Entries:
···
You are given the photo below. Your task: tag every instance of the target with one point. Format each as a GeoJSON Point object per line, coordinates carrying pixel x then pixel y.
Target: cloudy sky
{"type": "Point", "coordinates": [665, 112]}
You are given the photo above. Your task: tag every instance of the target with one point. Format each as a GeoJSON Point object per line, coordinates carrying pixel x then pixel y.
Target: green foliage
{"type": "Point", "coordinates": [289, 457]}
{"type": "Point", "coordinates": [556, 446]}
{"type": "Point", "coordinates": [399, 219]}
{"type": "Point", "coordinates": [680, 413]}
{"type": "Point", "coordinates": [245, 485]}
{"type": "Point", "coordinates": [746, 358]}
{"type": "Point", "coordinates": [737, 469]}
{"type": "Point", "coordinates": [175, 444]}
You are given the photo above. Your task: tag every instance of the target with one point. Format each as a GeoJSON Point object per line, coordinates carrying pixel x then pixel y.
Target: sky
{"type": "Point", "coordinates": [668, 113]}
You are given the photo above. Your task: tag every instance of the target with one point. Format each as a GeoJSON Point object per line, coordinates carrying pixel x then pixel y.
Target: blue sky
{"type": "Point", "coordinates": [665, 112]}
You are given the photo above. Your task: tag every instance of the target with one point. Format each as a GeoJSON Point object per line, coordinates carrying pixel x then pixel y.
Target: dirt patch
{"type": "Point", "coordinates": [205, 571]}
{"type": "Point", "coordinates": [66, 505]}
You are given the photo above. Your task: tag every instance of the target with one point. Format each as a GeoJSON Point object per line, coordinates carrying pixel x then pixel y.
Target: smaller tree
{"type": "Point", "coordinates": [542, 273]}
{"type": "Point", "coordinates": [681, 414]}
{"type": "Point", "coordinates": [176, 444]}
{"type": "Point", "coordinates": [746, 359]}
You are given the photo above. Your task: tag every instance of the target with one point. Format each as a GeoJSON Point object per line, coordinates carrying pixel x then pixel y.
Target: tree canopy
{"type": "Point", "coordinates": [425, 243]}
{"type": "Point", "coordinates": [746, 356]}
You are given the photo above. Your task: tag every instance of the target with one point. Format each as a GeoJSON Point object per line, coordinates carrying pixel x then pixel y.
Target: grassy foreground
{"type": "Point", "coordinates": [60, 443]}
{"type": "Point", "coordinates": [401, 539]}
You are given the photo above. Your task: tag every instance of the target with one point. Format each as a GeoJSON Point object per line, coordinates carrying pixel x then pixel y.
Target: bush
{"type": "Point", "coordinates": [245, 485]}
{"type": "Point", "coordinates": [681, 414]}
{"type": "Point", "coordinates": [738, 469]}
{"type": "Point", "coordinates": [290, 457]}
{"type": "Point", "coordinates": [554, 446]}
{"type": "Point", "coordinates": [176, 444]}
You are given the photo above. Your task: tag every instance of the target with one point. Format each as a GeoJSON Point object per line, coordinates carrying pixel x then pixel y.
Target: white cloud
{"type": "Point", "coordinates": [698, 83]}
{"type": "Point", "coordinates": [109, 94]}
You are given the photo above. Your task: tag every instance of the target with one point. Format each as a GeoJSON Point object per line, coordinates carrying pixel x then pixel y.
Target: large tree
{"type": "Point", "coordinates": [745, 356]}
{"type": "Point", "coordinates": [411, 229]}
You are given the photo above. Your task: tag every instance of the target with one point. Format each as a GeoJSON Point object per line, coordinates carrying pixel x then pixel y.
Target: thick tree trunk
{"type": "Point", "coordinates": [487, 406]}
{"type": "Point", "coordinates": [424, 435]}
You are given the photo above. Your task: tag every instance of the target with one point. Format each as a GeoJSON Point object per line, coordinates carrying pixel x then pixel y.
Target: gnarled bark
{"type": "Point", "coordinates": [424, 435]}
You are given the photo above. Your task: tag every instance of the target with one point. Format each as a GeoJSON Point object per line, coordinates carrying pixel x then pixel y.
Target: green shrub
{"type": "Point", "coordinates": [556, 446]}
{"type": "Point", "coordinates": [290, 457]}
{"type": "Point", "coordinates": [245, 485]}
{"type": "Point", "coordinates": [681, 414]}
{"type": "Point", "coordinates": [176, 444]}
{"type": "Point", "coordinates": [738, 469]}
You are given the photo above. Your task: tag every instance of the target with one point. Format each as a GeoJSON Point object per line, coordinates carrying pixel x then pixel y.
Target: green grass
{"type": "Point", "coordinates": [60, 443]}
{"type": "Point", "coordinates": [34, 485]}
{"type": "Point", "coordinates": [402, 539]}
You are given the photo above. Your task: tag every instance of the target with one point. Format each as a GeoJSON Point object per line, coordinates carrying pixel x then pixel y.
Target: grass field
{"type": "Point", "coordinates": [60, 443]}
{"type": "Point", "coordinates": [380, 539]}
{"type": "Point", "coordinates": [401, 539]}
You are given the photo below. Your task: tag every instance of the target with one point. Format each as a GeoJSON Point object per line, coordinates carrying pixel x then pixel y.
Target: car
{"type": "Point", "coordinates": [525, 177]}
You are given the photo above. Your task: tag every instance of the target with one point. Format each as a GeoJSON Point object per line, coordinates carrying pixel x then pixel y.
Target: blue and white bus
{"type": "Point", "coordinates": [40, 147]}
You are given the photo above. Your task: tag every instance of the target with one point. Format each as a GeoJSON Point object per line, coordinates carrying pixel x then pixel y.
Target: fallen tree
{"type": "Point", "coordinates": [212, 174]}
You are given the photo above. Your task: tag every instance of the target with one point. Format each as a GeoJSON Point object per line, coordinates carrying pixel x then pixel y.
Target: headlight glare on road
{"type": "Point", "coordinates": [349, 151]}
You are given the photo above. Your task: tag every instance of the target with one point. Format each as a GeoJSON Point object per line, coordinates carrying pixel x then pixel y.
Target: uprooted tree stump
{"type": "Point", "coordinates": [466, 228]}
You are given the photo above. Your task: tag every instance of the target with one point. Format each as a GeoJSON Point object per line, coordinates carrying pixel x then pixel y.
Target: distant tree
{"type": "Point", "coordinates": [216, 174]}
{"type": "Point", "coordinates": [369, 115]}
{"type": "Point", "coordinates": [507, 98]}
···
Request: Pick out every line of the items above that contains the string "green" and copy each one in full.

Task solution:
Target: green foliage
Target: green shrub
Target: green grass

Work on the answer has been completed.